(Beginning of DATA RECORDS)
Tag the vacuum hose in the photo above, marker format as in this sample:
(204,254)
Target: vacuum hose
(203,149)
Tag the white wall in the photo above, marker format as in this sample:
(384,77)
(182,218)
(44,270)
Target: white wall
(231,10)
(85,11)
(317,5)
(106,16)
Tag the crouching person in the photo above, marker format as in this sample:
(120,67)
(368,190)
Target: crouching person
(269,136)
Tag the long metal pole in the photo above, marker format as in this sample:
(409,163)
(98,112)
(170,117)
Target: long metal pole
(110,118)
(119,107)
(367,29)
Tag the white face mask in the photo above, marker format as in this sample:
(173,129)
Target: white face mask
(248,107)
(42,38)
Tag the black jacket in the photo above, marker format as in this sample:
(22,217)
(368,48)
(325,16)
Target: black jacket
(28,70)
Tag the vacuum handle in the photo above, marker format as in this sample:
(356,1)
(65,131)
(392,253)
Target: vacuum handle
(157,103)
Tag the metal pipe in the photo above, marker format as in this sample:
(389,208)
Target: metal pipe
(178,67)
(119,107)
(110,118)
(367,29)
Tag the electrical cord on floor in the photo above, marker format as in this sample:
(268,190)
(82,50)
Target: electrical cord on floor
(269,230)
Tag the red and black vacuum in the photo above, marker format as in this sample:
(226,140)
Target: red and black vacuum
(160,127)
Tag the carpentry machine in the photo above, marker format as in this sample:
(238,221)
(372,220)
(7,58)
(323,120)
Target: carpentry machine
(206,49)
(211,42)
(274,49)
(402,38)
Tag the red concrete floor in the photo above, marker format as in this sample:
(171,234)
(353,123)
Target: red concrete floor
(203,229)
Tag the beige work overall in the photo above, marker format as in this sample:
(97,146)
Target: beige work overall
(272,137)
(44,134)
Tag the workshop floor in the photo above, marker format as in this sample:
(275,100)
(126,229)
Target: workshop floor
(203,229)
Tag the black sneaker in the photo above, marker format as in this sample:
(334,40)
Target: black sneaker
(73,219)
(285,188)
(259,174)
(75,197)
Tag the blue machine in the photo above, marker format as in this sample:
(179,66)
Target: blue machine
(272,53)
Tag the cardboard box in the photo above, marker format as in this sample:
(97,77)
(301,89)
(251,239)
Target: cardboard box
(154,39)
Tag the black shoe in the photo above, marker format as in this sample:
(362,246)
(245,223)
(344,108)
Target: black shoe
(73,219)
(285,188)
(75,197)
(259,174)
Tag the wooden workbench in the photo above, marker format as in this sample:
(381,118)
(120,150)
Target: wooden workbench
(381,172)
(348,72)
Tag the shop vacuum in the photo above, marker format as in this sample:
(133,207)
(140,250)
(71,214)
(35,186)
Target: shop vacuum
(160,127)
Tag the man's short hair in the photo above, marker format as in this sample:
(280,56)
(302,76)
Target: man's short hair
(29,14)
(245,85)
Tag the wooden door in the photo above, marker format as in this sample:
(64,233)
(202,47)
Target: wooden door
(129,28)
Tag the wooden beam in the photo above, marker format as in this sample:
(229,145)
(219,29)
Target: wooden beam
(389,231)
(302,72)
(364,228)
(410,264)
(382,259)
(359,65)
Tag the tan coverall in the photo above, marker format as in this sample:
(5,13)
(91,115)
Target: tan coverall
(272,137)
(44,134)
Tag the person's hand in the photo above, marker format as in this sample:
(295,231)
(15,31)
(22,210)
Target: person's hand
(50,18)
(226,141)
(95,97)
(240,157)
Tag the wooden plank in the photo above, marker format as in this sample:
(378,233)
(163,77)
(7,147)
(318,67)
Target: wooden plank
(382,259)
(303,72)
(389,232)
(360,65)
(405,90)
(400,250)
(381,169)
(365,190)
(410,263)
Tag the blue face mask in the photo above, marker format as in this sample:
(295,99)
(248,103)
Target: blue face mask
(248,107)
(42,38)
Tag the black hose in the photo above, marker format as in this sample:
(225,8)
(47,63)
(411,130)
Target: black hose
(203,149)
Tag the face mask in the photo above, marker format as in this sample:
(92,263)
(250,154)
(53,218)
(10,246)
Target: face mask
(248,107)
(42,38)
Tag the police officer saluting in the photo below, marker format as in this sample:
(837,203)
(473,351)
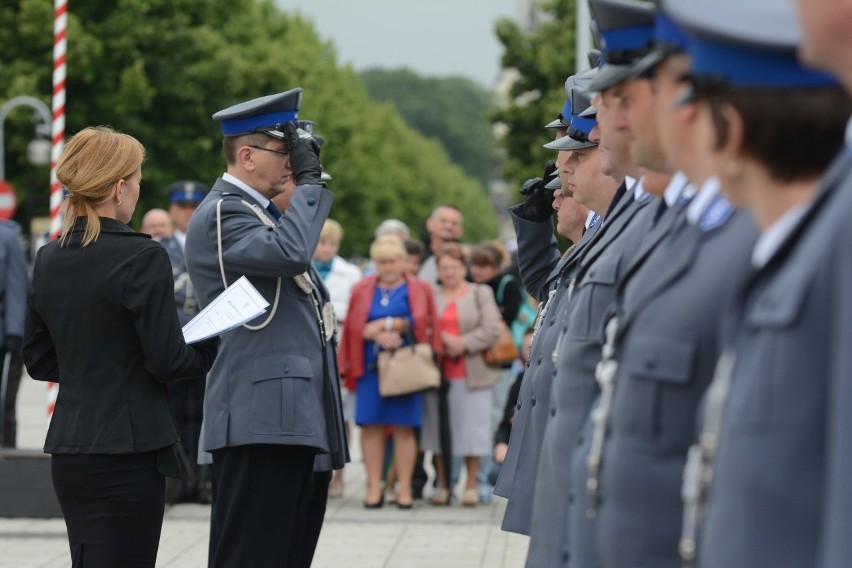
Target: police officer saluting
(272,403)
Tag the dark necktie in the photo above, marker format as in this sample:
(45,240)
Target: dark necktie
(273,210)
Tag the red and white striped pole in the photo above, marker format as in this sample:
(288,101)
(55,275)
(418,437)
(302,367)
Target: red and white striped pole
(57,136)
(57,131)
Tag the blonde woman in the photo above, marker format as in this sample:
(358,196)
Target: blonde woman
(102,323)
(470,322)
(384,307)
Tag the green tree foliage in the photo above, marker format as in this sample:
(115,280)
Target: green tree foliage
(451,109)
(543,60)
(158,69)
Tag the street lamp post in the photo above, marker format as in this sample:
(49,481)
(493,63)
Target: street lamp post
(35,151)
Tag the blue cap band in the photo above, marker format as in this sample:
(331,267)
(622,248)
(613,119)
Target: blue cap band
(584,125)
(668,33)
(249,124)
(748,67)
(626,39)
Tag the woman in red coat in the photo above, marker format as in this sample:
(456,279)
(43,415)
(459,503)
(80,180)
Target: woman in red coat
(382,310)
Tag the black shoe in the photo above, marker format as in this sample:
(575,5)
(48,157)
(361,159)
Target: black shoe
(377,505)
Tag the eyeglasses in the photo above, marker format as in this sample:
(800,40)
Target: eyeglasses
(282,152)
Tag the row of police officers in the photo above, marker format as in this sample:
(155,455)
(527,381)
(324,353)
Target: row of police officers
(687,399)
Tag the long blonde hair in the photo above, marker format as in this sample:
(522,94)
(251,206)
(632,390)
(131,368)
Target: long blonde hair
(93,161)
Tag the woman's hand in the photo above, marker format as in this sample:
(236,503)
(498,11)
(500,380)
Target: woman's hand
(500,451)
(388,340)
(454,346)
(372,329)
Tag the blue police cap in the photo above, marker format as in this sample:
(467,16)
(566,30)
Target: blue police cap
(578,132)
(563,120)
(668,39)
(187,191)
(624,29)
(266,114)
(726,46)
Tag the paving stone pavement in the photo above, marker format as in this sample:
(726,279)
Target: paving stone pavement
(352,537)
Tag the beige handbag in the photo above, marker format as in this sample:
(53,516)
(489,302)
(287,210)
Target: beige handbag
(407,370)
(503,351)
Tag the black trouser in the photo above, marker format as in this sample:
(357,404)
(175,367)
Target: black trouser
(10,422)
(261,502)
(316,516)
(113,507)
(187,402)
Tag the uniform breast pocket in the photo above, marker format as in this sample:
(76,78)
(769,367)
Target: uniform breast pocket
(654,402)
(282,399)
(781,359)
(594,294)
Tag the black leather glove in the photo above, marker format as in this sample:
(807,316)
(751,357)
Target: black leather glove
(304,156)
(208,349)
(14,343)
(538,206)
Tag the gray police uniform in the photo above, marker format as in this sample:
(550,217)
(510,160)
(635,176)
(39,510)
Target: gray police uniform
(14,282)
(781,495)
(666,348)
(581,523)
(546,276)
(591,292)
(278,386)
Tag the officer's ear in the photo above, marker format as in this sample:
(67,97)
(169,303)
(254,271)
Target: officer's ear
(731,144)
(245,157)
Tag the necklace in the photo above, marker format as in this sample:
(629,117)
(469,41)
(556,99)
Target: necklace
(387,294)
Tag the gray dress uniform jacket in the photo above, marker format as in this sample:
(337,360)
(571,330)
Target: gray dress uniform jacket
(781,494)
(574,388)
(541,266)
(580,539)
(667,346)
(13,282)
(277,385)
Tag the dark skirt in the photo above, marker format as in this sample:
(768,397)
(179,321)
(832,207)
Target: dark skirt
(113,507)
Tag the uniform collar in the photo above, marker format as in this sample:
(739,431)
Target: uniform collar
(674,188)
(637,186)
(849,134)
(771,239)
(255,194)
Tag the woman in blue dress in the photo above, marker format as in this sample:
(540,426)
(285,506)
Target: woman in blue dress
(385,309)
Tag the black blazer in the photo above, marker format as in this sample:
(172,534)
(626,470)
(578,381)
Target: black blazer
(101,322)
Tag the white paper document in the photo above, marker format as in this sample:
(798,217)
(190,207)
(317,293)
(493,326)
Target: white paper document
(239,303)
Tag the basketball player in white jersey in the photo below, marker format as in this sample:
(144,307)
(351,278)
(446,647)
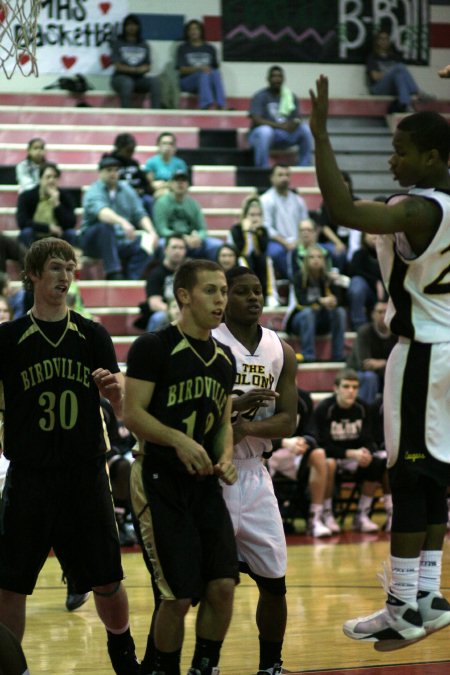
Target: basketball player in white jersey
(414,255)
(264,407)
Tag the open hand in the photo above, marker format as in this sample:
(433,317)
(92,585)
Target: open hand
(319,111)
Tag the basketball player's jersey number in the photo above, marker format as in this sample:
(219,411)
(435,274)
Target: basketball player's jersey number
(62,411)
(190,423)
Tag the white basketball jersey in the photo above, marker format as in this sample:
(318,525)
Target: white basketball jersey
(418,285)
(261,369)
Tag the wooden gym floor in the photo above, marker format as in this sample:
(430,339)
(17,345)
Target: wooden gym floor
(328,582)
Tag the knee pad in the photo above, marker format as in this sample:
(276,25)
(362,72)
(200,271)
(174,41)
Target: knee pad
(272,586)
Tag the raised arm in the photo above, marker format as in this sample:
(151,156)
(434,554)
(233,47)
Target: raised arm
(413,215)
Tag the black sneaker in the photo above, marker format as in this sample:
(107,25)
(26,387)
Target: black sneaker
(124,661)
(75,600)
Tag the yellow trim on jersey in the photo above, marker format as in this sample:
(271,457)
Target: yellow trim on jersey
(185,344)
(35,328)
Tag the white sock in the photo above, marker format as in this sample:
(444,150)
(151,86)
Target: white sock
(365,503)
(430,570)
(327,504)
(405,579)
(315,511)
(387,499)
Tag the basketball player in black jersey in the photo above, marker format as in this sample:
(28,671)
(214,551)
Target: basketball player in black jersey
(54,364)
(413,247)
(177,400)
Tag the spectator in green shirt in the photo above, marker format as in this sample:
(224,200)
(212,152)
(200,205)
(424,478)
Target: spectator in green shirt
(177,213)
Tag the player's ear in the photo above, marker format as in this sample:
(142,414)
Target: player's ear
(183,295)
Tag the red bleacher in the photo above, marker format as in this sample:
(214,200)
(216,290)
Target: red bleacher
(76,137)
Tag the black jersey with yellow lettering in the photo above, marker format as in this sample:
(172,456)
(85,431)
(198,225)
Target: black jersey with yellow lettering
(193,379)
(51,403)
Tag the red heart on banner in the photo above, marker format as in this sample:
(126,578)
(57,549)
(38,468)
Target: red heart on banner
(End of DATA RECORDS)
### [WHAT TO DO]
From the entries, copy every line in which the string "heart" can be found.

### [EXERCISE RESPONSE]
Tag the red heart on banner in the photo above, marker format as in this sample:
Target: red heart on banner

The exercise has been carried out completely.